### INFORMATION PROVIDED
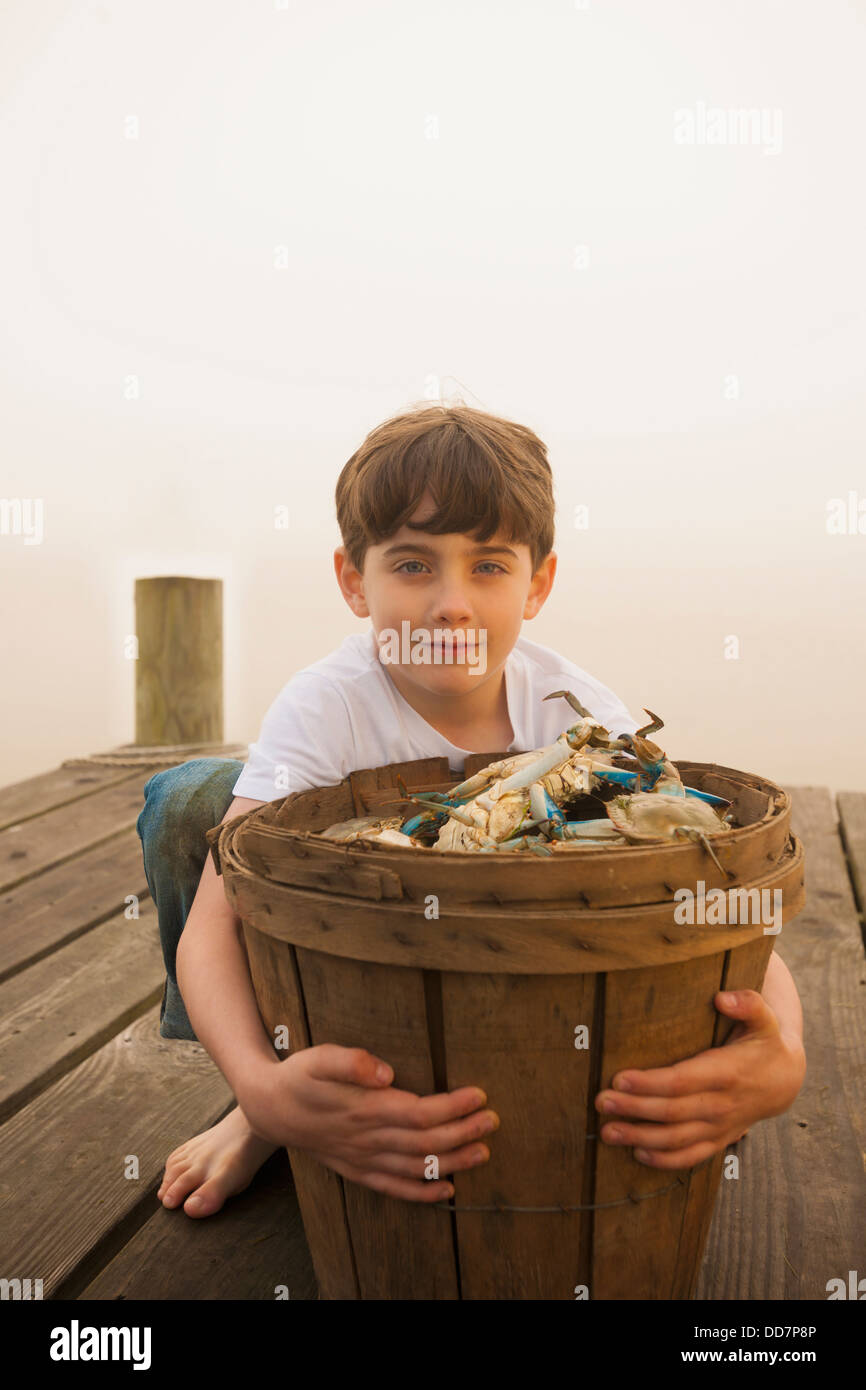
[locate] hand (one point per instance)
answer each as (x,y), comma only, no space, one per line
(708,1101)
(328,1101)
...
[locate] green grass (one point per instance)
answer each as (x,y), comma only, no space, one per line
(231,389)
==
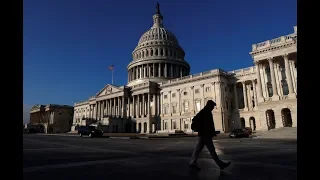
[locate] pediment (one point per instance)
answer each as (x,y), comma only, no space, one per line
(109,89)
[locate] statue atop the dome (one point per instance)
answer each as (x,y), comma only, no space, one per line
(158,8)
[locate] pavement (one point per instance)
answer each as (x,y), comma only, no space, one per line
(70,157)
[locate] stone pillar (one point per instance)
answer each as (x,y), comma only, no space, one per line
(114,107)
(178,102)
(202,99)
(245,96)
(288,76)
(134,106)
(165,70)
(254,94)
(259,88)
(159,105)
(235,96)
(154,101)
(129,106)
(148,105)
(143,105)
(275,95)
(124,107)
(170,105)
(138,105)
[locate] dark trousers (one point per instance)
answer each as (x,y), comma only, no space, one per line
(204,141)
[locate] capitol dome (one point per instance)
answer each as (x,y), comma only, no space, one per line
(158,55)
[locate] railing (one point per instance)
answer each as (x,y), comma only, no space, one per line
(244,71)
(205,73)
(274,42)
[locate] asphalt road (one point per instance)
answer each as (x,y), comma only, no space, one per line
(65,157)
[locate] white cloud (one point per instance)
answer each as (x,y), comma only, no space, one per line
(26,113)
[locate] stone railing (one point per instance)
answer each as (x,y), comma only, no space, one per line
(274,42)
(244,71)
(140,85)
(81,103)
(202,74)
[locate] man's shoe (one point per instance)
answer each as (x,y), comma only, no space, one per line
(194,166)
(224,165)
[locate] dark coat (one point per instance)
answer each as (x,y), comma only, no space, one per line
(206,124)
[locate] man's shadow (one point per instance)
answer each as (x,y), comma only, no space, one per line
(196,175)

### EXERCISE
Find every line in the records above that contains the word "dome" and copy each of those lines.

### EXERCISE ANSWER
[locate] statue atop the dome (one point per instance)
[locate] capitol dome (one point per instance)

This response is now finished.